* [Entries shown]:
#####
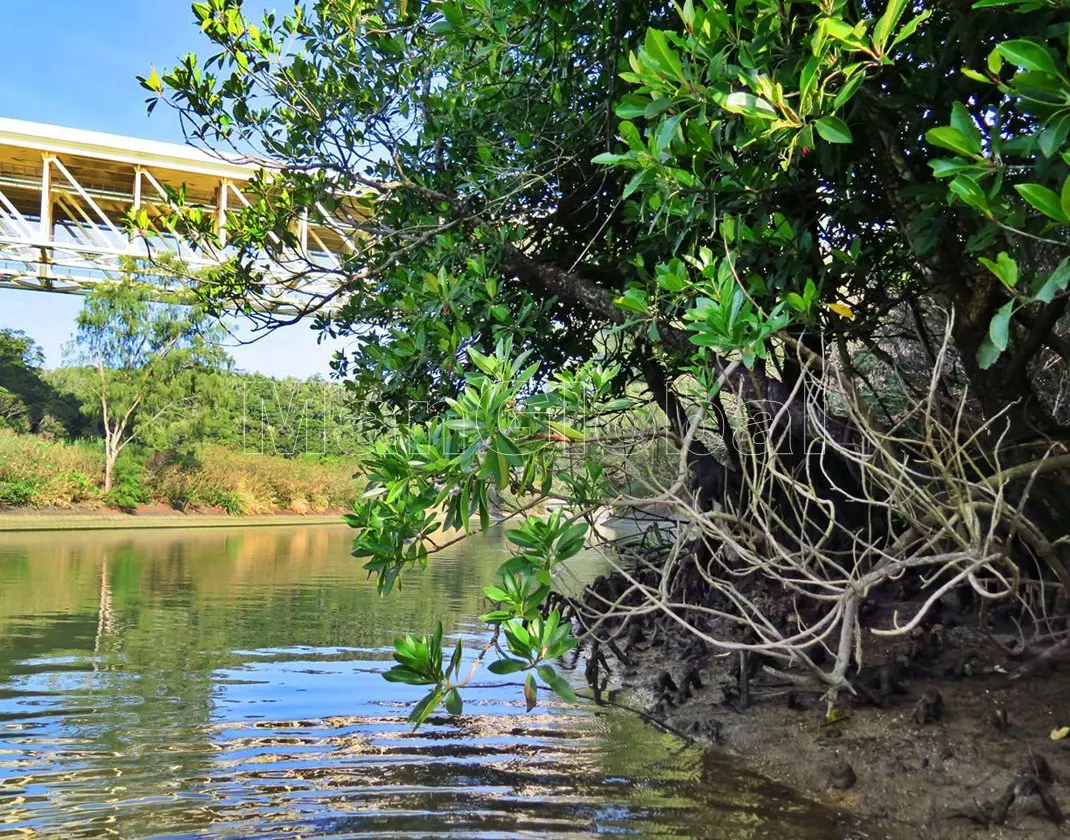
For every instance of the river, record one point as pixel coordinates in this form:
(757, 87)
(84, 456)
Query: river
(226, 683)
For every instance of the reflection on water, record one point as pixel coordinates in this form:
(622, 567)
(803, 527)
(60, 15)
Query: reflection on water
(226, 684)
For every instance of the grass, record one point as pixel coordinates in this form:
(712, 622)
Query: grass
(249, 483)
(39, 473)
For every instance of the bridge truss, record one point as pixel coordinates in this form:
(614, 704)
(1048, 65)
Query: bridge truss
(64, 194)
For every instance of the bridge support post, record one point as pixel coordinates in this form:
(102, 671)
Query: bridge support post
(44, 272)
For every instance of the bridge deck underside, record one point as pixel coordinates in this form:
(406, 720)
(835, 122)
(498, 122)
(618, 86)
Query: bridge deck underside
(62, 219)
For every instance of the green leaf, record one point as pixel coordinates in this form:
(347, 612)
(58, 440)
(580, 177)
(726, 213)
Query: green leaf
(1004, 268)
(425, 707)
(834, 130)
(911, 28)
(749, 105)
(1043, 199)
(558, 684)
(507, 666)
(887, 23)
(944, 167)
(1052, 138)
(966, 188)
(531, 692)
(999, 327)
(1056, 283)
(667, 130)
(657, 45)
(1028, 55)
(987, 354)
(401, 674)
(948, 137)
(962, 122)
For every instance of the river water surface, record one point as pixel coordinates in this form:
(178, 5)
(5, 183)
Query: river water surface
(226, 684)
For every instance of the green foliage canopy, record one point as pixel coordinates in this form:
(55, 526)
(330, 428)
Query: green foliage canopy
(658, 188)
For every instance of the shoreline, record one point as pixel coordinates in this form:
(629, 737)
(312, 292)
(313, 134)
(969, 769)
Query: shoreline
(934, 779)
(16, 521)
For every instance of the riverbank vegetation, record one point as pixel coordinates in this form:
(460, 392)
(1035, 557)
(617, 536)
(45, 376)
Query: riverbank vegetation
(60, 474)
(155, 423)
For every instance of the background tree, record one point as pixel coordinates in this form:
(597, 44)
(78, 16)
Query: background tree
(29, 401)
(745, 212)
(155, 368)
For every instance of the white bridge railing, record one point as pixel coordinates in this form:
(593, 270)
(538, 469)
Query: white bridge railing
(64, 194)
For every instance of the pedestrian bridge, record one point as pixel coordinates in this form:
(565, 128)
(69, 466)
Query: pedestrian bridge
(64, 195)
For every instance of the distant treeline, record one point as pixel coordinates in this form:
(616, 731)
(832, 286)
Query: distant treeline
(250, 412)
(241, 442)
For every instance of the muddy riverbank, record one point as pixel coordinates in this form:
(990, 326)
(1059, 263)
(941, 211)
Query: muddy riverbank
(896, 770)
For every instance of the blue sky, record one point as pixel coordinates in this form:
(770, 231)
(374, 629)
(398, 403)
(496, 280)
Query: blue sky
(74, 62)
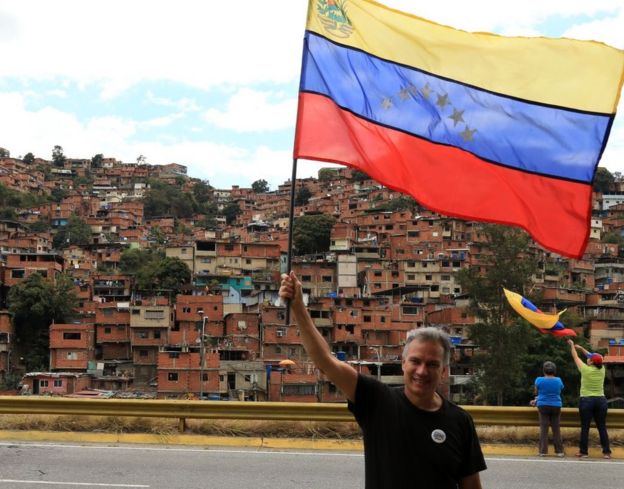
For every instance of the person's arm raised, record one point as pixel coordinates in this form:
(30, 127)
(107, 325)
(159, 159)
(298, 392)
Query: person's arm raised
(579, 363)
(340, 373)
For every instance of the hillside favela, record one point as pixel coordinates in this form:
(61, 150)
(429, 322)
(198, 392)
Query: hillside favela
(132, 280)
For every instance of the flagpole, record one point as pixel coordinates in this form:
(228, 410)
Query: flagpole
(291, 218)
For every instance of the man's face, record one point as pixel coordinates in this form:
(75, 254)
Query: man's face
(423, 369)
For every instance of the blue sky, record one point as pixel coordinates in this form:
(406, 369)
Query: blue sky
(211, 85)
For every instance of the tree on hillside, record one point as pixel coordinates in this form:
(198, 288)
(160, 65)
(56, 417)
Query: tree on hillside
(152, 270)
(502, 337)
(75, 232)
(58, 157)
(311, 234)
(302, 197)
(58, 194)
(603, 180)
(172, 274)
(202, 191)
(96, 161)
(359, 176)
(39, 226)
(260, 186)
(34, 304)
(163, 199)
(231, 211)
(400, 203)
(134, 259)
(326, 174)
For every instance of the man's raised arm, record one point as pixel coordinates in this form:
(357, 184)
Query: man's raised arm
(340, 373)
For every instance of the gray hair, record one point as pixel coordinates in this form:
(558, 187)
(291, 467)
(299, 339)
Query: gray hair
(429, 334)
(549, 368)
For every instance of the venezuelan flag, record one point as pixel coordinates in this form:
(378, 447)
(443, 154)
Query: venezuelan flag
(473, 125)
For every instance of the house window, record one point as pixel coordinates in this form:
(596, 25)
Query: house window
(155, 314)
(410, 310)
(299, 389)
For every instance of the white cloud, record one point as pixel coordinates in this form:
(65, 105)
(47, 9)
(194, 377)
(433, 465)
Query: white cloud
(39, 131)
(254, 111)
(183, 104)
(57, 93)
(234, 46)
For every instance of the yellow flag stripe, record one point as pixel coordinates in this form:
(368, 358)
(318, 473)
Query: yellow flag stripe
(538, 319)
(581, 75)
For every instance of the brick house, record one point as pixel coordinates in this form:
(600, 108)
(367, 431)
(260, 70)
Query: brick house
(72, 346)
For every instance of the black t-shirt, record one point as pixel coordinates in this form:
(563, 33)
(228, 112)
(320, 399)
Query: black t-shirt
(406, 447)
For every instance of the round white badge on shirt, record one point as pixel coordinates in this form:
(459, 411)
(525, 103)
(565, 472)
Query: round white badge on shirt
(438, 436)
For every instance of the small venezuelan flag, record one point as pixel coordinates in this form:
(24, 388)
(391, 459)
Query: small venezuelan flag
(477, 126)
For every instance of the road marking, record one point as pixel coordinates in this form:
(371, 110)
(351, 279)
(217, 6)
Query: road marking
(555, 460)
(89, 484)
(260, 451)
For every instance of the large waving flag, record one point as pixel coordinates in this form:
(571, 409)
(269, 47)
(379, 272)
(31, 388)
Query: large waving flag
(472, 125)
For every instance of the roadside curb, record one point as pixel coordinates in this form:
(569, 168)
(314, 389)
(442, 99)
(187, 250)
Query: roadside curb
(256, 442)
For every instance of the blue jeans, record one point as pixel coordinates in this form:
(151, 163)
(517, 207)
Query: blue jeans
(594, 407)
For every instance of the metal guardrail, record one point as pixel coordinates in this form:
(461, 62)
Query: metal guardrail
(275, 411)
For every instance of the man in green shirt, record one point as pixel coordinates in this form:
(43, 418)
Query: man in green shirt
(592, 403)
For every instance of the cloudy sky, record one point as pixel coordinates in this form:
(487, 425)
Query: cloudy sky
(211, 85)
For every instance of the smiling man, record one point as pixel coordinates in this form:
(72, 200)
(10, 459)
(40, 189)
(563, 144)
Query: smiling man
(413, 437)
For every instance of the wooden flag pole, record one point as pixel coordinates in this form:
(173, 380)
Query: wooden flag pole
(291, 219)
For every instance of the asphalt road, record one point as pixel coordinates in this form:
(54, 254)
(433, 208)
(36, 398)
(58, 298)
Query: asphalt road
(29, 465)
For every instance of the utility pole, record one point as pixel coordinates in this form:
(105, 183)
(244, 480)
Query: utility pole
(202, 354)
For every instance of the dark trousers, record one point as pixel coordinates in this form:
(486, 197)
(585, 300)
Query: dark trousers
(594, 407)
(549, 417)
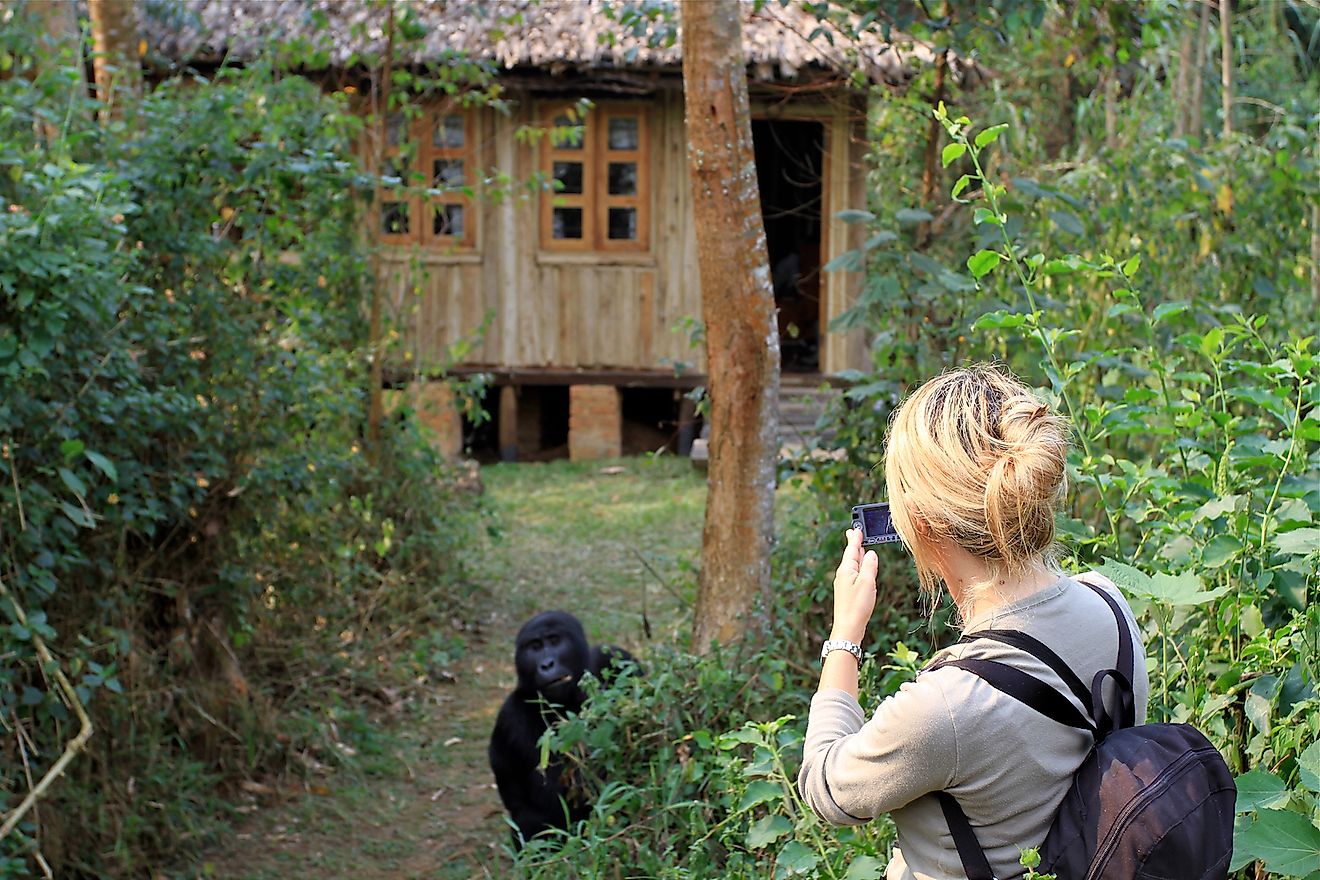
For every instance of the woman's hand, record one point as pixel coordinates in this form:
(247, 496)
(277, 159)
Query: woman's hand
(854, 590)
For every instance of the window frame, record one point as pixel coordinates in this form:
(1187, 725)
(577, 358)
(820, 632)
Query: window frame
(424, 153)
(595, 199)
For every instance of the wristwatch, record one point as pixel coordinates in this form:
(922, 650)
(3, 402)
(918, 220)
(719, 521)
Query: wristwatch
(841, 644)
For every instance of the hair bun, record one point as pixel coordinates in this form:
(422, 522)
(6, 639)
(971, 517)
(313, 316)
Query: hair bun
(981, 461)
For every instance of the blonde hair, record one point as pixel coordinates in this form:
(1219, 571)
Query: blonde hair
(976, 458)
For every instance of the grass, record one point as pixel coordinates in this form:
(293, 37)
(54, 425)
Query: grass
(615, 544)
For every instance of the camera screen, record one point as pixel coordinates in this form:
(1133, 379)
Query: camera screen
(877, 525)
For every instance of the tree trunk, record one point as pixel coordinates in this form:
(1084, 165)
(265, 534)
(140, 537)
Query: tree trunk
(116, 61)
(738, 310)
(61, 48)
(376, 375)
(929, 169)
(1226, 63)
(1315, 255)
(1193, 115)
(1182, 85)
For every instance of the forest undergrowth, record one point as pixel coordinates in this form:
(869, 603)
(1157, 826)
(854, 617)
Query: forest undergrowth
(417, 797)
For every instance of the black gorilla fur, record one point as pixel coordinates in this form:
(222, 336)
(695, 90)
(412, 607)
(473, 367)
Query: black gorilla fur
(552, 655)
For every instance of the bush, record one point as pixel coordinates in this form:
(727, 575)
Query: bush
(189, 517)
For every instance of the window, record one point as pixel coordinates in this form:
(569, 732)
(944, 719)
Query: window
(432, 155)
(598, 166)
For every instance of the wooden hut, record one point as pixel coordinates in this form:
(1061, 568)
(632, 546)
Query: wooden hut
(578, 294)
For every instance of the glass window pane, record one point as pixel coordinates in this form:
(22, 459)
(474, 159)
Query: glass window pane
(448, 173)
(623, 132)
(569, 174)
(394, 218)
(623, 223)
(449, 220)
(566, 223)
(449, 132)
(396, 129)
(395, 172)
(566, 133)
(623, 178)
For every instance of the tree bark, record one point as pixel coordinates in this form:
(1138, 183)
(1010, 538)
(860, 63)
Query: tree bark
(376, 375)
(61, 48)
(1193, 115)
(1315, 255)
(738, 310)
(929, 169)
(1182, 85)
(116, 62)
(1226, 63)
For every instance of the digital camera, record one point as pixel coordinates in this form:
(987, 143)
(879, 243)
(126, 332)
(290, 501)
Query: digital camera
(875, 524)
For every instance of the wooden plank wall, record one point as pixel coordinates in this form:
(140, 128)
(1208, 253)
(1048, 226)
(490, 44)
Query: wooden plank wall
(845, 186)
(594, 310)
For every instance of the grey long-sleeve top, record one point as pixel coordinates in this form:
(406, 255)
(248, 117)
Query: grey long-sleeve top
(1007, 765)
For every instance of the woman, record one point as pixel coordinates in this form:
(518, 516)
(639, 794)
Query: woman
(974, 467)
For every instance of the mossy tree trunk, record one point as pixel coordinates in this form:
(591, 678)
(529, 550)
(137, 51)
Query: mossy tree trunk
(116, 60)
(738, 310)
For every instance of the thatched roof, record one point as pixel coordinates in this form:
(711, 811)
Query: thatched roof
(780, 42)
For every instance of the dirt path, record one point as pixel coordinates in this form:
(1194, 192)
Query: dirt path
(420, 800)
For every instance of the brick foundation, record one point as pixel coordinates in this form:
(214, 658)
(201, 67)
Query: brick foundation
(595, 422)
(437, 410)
#####
* [Work task]: Reproduce exactly the stretch of the material above that starts at the line with "For every instance of the glass" and ends at the line with "For every instance of the thatched", both included, and nothing else.

* [Exercise output]:
For every instance of the glass window pane, record one point as pixel coordinates in this form:
(22, 459)
(474, 159)
Query: glass window pane
(448, 173)
(623, 132)
(569, 174)
(394, 218)
(623, 223)
(449, 220)
(566, 223)
(449, 132)
(396, 129)
(395, 172)
(566, 133)
(623, 178)
For every instance of the tree bark, record one point as pixel coordinates in this form:
(1138, 183)
(1010, 538)
(860, 63)
Query: tree bark
(376, 375)
(61, 48)
(1193, 115)
(1315, 255)
(738, 310)
(929, 169)
(1182, 85)
(116, 62)
(1226, 63)
For every instance of the digital camera, record one point as pixel coordinates in this form:
(987, 143)
(879, 243)
(126, 332)
(290, 501)
Query: digital camera
(875, 524)
For every instance of the wooden plank wall, record one point as pixel coordinates in this form:
(140, 128)
(1208, 253)
(1048, 226)
(490, 44)
Query: wooden plank wall
(845, 186)
(594, 310)
For every instance of the grey long-sleeve top, record one point as pixel coordinates in this form:
(406, 255)
(248, 117)
Query: grey long-sleeve top
(1007, 765)
For every instance of the woman, record one point as pixel coordinates in this form:
(518, 516)
(639, 794)
Query: woman
(974, 467)
For every instance of the mossy tree trunk, record one point as pixel coordinates in this form:
(591, 678)
(529, 550)
(137, 51)
Query: mossy tree trunk
(116, 60)
(738, 310)
For every instance of the thatched roof, record one point as pixel coordinates in this form:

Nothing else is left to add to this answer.